— START OF DATA SHOWN —
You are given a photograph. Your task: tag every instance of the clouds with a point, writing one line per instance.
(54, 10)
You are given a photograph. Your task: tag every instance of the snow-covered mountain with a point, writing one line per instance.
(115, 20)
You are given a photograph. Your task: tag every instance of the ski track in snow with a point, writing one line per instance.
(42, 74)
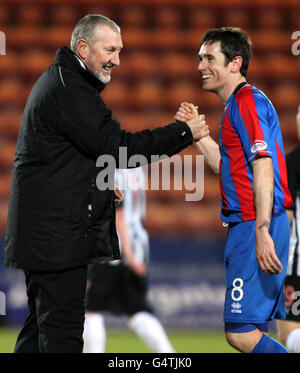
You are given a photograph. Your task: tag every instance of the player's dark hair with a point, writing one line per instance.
(234, 42)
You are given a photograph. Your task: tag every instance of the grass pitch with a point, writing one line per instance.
(127, 342)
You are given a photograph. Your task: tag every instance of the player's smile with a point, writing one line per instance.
(212, 66)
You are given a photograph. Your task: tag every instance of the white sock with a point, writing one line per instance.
(293, 341)
(94, 334)
(150, 330)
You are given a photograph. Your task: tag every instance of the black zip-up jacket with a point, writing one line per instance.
(65, 128)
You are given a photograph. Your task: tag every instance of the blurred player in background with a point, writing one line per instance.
(250, 161)
(289, 329)
(120, 287)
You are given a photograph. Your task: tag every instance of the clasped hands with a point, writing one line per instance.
(188, 113)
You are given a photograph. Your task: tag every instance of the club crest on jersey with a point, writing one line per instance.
(258, 145)
(236, 307)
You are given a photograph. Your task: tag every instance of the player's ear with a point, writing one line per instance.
(236, 64)
(82, 49)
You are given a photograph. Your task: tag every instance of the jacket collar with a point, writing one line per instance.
(65, 57)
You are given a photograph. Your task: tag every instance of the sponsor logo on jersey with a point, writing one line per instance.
(258, 145)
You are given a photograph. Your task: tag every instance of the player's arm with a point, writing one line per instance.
(206, 145)
(123, 232)
(211, 151)
(263, 192)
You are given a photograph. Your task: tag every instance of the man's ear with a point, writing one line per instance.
(236, 64)
(82, 49)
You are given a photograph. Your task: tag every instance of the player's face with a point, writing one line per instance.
(103, 54)
(212, 67)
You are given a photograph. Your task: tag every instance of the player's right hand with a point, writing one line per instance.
(188, 113)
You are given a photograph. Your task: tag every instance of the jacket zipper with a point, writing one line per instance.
(90, 206)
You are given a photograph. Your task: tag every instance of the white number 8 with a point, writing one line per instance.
(237, 287)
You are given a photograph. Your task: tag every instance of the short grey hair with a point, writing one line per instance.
(85, 28)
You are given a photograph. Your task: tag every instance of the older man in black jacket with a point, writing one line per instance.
(58, 220)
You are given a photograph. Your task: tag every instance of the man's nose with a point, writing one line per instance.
(116, 59)
(201, 66)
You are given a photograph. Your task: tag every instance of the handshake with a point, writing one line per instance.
(188, 113)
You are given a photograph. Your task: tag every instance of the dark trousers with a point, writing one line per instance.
(56, 302)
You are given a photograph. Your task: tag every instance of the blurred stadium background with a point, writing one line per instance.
(158, 71)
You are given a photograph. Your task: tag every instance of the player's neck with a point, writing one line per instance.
(229, 88)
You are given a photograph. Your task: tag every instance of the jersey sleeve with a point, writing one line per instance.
(292, 162)
(249, 116)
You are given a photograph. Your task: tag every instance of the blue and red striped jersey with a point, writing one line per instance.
(249, 129)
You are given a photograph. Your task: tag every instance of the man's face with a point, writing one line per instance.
(212, 67)
(103, 53)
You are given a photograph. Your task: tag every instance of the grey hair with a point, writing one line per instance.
(85, 28)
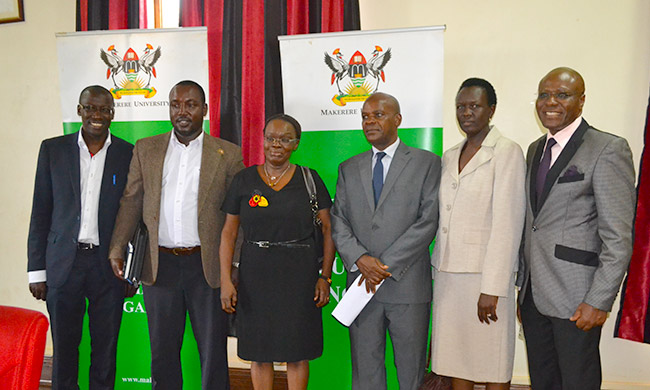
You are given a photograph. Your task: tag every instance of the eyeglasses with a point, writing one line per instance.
(557, 95)
(282, 141)
(90, 109)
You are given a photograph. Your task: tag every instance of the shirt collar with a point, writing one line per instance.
(563, 136)
(82, 142)
(195, 143)
(390, 150)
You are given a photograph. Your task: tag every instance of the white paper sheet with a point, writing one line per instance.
(354, 300)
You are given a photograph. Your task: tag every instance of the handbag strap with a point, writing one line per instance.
(311, 190)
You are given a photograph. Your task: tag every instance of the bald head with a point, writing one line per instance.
(388, 100)
(568, 75)
(96, 90)
(560, 97)
(380, 118)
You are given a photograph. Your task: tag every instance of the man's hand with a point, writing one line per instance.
(373, 272)
(321, 293)
(587, 317)
(487, 308)
(228, 297)
(118, 266)
(38, 290)
(129, 290)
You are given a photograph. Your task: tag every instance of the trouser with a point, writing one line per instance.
(181, 288)
(560, 356)
(67, 306)
(408, 327)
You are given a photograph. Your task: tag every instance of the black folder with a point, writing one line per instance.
(135, 252)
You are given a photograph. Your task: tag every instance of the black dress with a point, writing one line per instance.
(277, 318)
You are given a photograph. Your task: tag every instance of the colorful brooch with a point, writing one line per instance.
(257, 199)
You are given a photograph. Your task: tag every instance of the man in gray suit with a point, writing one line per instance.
(383, 220)
(580, 190)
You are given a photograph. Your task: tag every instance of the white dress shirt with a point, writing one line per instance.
(91, 171)
(180, 194)
(562, 138)
(388, 158)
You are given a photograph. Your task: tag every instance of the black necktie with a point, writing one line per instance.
(544, 167)
(378, 176)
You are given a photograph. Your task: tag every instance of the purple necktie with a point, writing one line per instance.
(544, 167)
(378, 176)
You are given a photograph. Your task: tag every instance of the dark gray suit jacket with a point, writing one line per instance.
(578, 235)
(399, 230)
(56, 210)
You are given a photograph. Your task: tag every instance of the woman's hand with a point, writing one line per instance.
(322, 293)
(487, 308)
(228, 296)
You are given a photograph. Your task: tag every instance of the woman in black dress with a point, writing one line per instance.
(280, 291)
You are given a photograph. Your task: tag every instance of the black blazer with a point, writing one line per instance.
(56, 210)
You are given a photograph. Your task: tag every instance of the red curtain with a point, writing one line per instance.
(633, 322)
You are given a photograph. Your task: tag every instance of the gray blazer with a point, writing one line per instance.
(399, 230)
(482, 213)
(578, 235)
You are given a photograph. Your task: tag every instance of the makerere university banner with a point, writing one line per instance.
(325, 79)
(139, 67)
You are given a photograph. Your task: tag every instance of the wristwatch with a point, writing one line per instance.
(325, 278)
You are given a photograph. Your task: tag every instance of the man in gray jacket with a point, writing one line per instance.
(383, 220)
(580, 207)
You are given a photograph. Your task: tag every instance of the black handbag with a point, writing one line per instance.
(135, 251)
(313, 202)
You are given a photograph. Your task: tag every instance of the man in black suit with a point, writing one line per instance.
(80, 178)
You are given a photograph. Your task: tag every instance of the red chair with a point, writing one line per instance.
(22, 344)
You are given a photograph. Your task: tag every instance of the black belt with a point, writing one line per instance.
(84, 246)
(180, 251)
(285, 244)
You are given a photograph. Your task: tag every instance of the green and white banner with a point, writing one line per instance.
(139, 67)
(326, 79)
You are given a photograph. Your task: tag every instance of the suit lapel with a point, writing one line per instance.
(211, 158)
(483, 155)
(534, 167)
(400, 159)
(154, 166)
(365, 169)
(563, 160)
(75, 177)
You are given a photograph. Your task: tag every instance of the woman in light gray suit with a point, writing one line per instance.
(482, 206)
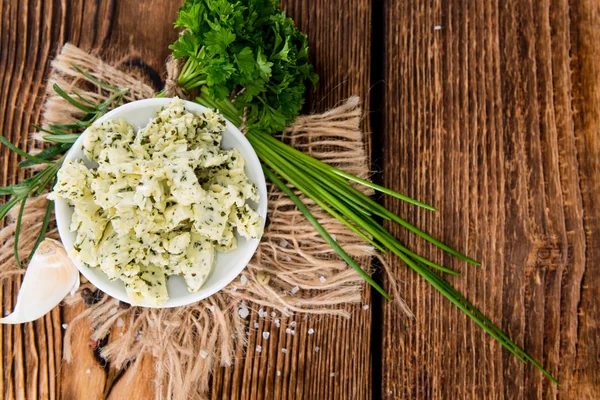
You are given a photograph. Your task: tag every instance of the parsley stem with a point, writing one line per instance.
(18, 231)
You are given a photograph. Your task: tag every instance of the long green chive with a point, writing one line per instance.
(313, 221)
(325, 187)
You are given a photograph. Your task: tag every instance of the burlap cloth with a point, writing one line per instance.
(293, 271)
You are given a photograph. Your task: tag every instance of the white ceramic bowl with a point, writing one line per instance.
(228, 265)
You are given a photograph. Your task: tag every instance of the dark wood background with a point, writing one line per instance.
(488, 109)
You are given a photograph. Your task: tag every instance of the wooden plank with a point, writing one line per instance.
(141, 31)
(340, 48)
(498, 132)
(28, 29)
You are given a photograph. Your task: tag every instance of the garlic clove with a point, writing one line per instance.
(49, 278)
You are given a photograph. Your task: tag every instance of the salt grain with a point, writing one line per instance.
(243, 312)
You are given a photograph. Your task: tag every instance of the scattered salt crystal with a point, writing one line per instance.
(243, 312)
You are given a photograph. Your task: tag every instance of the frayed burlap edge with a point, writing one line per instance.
(293, 271)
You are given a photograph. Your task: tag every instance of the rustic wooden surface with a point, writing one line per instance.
(489, 110)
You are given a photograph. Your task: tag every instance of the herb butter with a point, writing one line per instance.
(161, 201)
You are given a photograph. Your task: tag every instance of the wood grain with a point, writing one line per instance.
(490, 110)
(494, 109)
(141, 31)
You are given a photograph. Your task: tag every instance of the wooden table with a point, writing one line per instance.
(488, 109)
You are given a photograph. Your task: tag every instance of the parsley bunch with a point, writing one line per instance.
(247, 55)
(244, 56)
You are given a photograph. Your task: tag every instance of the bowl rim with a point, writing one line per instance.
(63, 221)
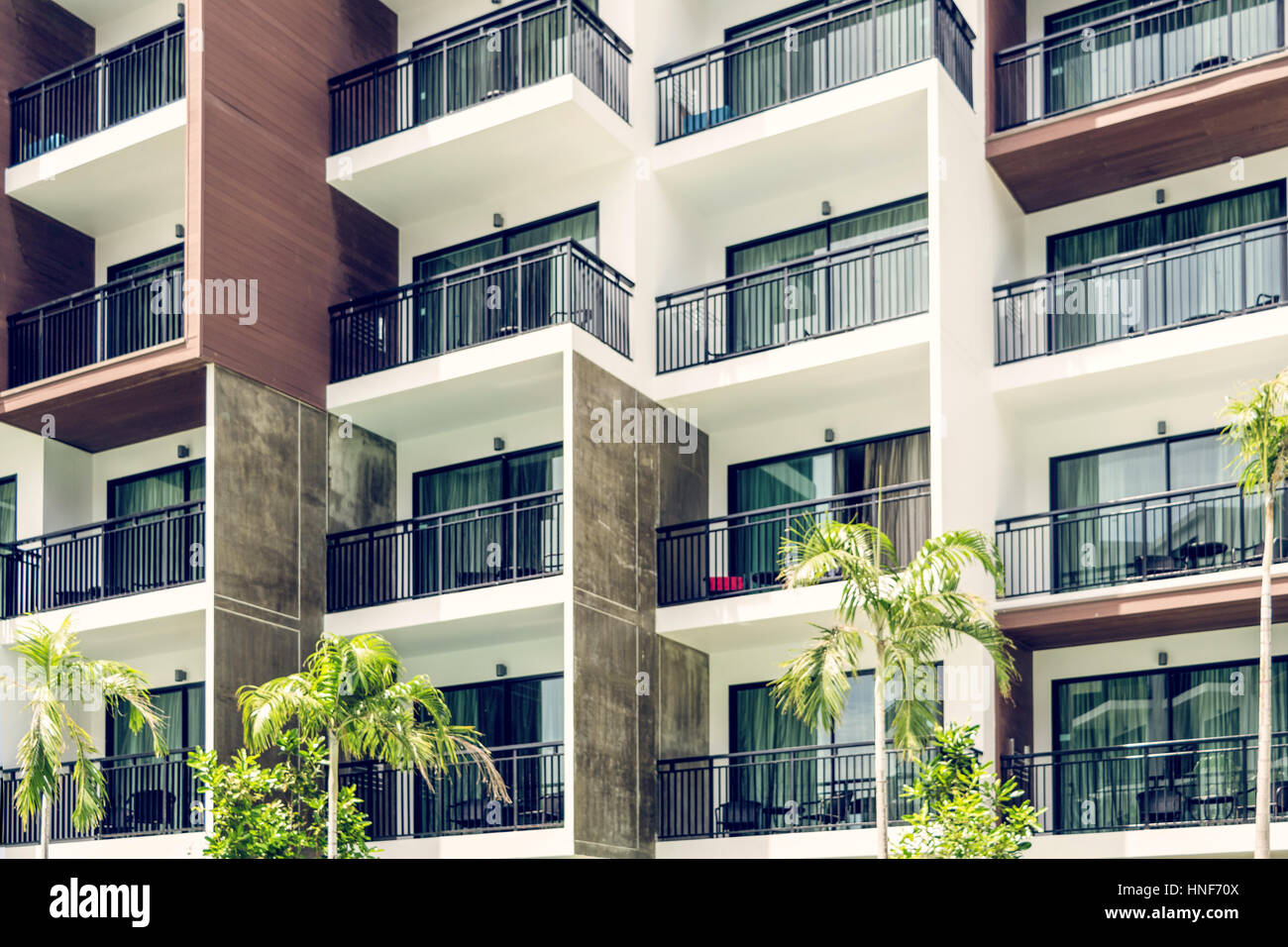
— END OF DATA SHOWN —
REQUIRED WORK: Report every line above that contains the word "blurred", copying each one in full.

SOLVED EXERCISE:
You are given a photograph. Your task: tag every instance of the blurred player in background with a point, writing one line per instance.
You are given a photograph. Your task: tag every instance of the blurred stadium background with a point, writing one line per instance.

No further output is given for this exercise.